Excerpt to read:
Clearly we don't want the GMM-based validator we are going to implement for this tutorial to simply take a decision based on one single frame (though this would work for certain sound classes as we will see below). The solution to this problem is as follows: we implement a DataSource class that can not only return the current frame, but also the context of the frame with the desired scope. The context here stands for the k frames that are just before (i.e. history) and after (i.e. future) the current frame. Thus, each DataSource.read() can optionally (if scope > 0) return a sequence of vectors that the a GMM-based validator will score.

Later on, we will try different scope values, but first let us explain the code piece by piece. Don't forget to run the code in each cell so it is taken into account in the following ones.

Code

Import required classes and modules

We will first import GMM class from sklearn.mixture, librosa for audio features extraction and some classes from auditok:


In [2]:
import wave
import pickle
import numpy as np
from sklearn.mixture import GMM
import librosa
from auditok import DataValidator, ADSFactory, DataSource, StreamTokenizer, BufferAudioSource, player_for

Define functions to compute MFCC features from librosa

We define functions that extract MFCC features from an audio signal or a file with optionally their delat-1 and delta-2 coefficients:


In [3]:
def extract_mfcc(signal, sr=16000, n_mfcc=16, n_fft=256, hop_length=128, n_mels = 40, delta_1 = False, delta_2 = False):
    
    mfcc = librosa.feature.mfcc(y=signal, sr=sr, n_mfcc=n_mfcc, n_fft=n_fft, hop_length=hop_length, n_mels=n_mels)
    
    if not (delta_1 or delta_2):
        return mfcc.T
    
    feat = [mfcc]
    
    if delta_1:
        mfcc_delta_1 = librosa.feature.delta(mfcc, order=1)
        feat.append(mfcc_delta_1)
    
    if delta_2:
        mfcc_delta_2 = librosa.feature.delta(mfcc, order=2)
        feat.append(mfcc_delta_2)
        
    return np.vstack(feat).T


def file_to_mfcc(filename, sr=16000, **kwargs):
    
    signal, sr = librosa.load(filename, sr = sr)
    
    return extract_mfcc(signal, sr, **kwargs)

Define a class for multi-class classification using GMMs

We define our multi-class classifier that uses sklearn's GMM objects:


In [4]:
class GMMClassifier():
    
    def __init__(self, models):
        """
        models is a dictionary: {"class_of_sound" : GMM_model_for_that_class, ...}
        """        
        self.models = models
    
    def predict(self, data):
        
        result = []
        for cls in self.models:
            
            llk = self.models[cls].score_samples(data)[0]
            llk = np.sum(llk)
            result.append((cls, llk)) 
        
        """
        return classification result as a sorted list of tuples ("class_of_sound", log_likelihood)
        best class is the first element in the list
        """
        return sorted(result, key=lambda f: - f[1])

Given material:

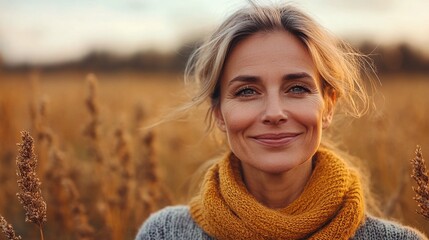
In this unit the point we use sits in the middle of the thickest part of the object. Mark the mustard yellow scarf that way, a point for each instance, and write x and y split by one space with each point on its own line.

To be done: Reproduce word for word the passage of the GMM validator tutorial starting at "Later on, we" and ending at "the following ones.".

Completed task:
Later on, we will try different scope values, but first let us explain the code piece by piece. Don't forget to run the code in each cell so it is taken into account in the following ones.